| Activity |
Set down each of the records below exactly as it reads. No pictures go into the copy.

| Data provided |
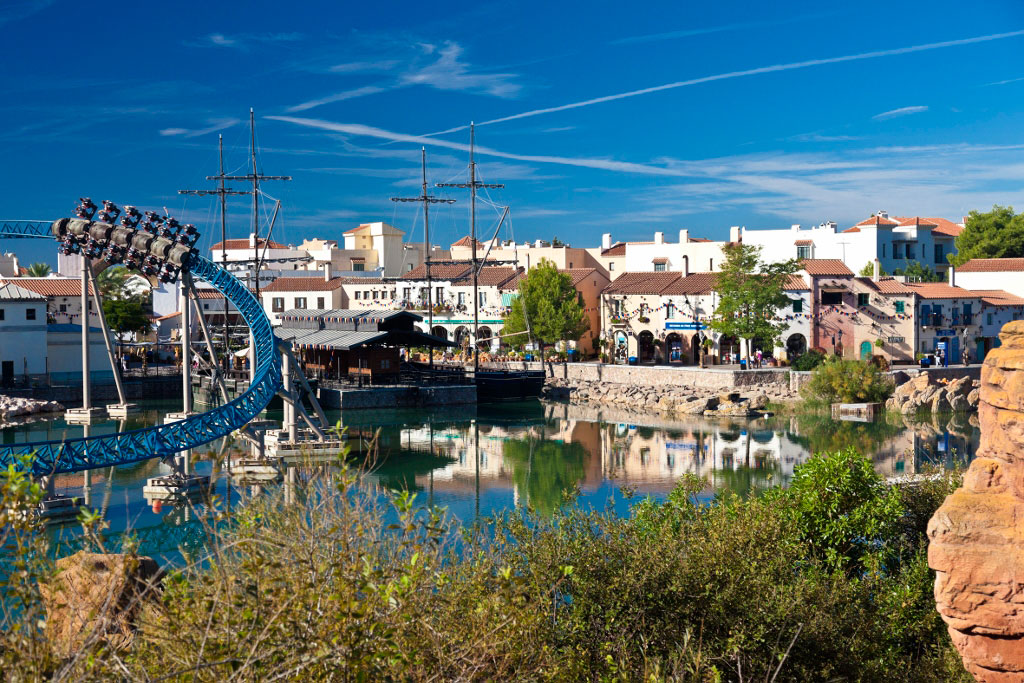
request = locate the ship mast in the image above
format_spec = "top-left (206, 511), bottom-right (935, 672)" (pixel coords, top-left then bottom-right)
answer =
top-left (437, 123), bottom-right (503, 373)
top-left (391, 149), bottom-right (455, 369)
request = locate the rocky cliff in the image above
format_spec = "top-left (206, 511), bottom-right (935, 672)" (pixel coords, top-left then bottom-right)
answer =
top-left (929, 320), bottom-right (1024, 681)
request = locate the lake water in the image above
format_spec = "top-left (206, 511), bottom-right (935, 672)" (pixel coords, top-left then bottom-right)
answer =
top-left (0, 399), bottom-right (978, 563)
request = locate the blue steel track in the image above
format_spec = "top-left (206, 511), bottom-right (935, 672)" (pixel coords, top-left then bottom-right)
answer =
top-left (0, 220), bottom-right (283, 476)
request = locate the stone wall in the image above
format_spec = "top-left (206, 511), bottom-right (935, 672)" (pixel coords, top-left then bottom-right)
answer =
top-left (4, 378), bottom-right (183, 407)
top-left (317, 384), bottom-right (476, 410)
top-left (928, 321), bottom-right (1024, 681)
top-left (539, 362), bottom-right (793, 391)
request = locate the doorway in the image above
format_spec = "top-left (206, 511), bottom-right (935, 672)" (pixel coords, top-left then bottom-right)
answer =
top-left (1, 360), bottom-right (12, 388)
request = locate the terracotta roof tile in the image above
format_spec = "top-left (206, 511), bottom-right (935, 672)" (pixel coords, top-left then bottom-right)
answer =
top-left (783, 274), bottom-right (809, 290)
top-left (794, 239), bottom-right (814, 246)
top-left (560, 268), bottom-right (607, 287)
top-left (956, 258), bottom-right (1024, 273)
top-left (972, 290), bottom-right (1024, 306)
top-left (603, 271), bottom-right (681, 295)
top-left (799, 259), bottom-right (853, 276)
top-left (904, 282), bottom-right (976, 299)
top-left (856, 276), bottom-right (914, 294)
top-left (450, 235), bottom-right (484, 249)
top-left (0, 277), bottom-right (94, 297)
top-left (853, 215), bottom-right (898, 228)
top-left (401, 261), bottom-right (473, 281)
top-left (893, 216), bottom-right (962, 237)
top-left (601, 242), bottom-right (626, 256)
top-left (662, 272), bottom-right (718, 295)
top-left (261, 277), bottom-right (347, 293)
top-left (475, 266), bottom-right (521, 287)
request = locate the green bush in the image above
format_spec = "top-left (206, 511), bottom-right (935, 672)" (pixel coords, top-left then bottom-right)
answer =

| Answer box |
request = locate the ship mast in the image above
format_spec = "top-left (206, 511), bottom-right (935, 672)" (pixel coords, top-left then bottom-right)
answer =
top-left (437, 123), bottom-right (503, 373)
top-left (391, 149), bottom-right (455, 369)
request = locate the rocky cliff in the image above
format_spec = "top-left (206, 511), bottom-right (935, 672)" (pixel coords, top-left then bottom-right)
answer =
top-left (929, 320), bottom-right (1024, 681)
request = locate the lake water in the image above
format_spec = "top-left (206, 511), bottom-right (935, 672)" (pixel coords, top-left then bottom-right)
answer =
top-left (0, 399), bottom-right (978, 563)
request = locate the blue steel track in the image above
format_spec = "top-left (206, 511), bottom-right (935, 672)" (pixel coords, top-left then bottom-right)
answer =
top-left (0, 220), bottom-right (283, 476)
request = locate the stone wall in the image above
format_spec = "top-left (206, 511), bottom-right (935, 672)" (pixel coords, top-left then bottom-right)
answer =
top-left (4, 378), bottom-right (183, 407)
top-left (317, 384), bottom-right (476, 410)
top-left (928, 321), bottom-right (1024, 681)
top-left (539, 362), bottom-right (793, 391)
request = locate the doorway in the image above
format_spec = "top-left (206, 511), bottom-right (935, 672)" (pixel coords, top-left then bottom-right)
answer =
top-left (1, 360), bottom-right (12, 388)
request = locate the terracotta roof tile in the image above
format_spec = "top-left (206, 511), bottom-right (935, 672)" (pixel coords, top-left then bottom-right)
answer =
top-left (783, 274), bottom-right (809, 290)
top-left (794, 239), bottom-right (814, 246)
top-left (560, 268), bottom-right (607, 287)
top-left (956, 258), bottom-right (1024, 273)
top-left (972, 290), bottom-right (1024, 306)
top-left (603, 271), bottom-right (681, 295)
top-left (799, 259), bottom-right (853, 276)
top-left (904, 282), bottom-right (976, 299)
top-left (856, 276), bottom-right (914, 294)
top-left (450, 235), bottom-right (484, 249)
top-left (0, 277), bottom-right (94, 297)
top-left (853, 215), bottom-right (898, 228)
top-left (401, 261), bottom-right (473, 281)
top-left (893, 216), bottom-right (962, 237)
top-left (601, 242), bottom-right (626, 256)
top-left (662, 272), bottom-right (718, 295)
top-left (261, 277), bottom-right (347, 293)
top-left (475, 266), bottom-right (521, 287)
request = locate the green bush in the image above
format_spec = "top-left (206, 511), bottom-right (935, 672)" (pixel coords, top-left then bottom-right)
answer =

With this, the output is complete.